Set task A: Transcribe the part of the passage on smoking below that opens with the words containing "Anyhoo, this past" and closes with "my mouth. :?".

Well, it appears that I am joining this discussion late once again.

This question of smoking raises the whole “Christ and culture” dichotomy for me. Many fundamentalist types whom condemn smoking probably drive cars. Cars, as I understand it, are statistically “hazardous to your health.” There is a whole host of other detrimental activities that we “probably shouldn’t do.” However, this may require that we live like the Amish who in part live like that FOR THAT VERY REASON. Things we shouldn’t do. Holiness. Do we want to go down that road? Seems so contrary to WWJD who was extremely embedded in his Palestinian life and culture.

Anyhoo, this past year I started smoking the occasional cigar. Mancanudo Rothschild. Mmmmm…best tasting cigar I have ever tasted. Too expensive though. Presently, I smoke a cheap $3.50 Caffe Coretto. It tastes pretty good for what it costs. But I’ve tasted some really cheap ones? I may as well have had a turd stick’n outta my mouth. :?

Set task B: Find every line of the listing below that contains the string "miso", and copy each of those lines.

Records supplied:
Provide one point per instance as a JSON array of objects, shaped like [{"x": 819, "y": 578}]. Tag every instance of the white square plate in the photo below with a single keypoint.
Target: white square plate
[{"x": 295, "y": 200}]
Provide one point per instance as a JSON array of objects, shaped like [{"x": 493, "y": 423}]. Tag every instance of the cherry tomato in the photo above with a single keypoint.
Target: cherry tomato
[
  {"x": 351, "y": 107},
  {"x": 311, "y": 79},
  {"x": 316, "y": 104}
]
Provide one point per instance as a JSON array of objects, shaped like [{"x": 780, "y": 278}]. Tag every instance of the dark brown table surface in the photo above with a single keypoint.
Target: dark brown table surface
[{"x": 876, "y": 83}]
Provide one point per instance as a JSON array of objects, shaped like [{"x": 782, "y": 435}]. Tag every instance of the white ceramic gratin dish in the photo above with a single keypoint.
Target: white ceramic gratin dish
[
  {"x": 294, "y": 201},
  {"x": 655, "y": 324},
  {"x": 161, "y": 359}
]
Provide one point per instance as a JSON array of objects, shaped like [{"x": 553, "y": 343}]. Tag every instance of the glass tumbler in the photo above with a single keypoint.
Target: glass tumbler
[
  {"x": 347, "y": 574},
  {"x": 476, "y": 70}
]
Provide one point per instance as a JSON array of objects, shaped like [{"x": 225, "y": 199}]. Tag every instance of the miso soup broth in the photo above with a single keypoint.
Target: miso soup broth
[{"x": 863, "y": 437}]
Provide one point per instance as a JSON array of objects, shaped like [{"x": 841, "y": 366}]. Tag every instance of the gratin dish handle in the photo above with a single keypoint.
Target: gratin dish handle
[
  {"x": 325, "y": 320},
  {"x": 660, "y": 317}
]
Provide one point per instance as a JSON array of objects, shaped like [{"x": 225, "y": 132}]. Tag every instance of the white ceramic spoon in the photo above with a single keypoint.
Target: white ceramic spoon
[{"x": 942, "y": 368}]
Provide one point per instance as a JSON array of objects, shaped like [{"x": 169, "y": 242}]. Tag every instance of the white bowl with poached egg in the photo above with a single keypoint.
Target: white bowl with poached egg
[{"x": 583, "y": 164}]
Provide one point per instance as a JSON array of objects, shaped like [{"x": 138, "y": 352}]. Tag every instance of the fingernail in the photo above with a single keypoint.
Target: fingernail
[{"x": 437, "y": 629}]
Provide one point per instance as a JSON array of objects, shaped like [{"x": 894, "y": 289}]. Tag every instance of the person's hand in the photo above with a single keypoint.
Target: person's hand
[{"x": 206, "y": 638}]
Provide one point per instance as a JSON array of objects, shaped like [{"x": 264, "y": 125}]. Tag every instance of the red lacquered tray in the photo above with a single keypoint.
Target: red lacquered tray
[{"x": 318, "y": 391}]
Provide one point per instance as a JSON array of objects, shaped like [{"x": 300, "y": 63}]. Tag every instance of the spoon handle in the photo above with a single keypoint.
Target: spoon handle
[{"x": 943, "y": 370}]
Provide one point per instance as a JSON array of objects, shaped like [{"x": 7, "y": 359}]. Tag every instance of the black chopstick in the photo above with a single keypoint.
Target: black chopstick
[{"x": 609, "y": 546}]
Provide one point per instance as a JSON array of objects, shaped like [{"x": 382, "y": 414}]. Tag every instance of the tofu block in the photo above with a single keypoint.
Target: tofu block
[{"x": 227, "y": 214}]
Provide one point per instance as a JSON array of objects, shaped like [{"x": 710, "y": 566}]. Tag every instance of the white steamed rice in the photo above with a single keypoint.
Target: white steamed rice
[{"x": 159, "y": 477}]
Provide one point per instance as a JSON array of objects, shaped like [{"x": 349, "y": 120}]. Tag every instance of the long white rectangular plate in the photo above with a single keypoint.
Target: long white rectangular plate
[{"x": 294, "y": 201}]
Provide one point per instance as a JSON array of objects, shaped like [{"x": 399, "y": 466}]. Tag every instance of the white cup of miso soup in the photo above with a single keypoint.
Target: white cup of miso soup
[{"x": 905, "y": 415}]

Exercise output A:
Anyhoo, this past year I started smoking the occasional cigar. Mancanudo Rothschild. Mmmmm…best tasting cigar I have ever tasted. Too expensive though. Presently, I smoke a cheap $3.50 Caffe Coretto. It tastes pretty good for what it costs. But I’ve tasted some really cheap ones? I may as well have had a turd stick’n outta my mouth. :?

Exercise output B:
Provide one point per instance as a JSON array of objects, shaped like [{"x": 225, "y": 199}]. Tag every instance of the miso soup broth in the photo above with a single keypoint.
Target: miso soup broth
Provide one point per instance as a JSON array of objects, shaped like [{"x": 399, "y": 466}]. Tag every instance of the white cup of miso soup in the photo above with a single keypoint.
Target: white cup of miso soup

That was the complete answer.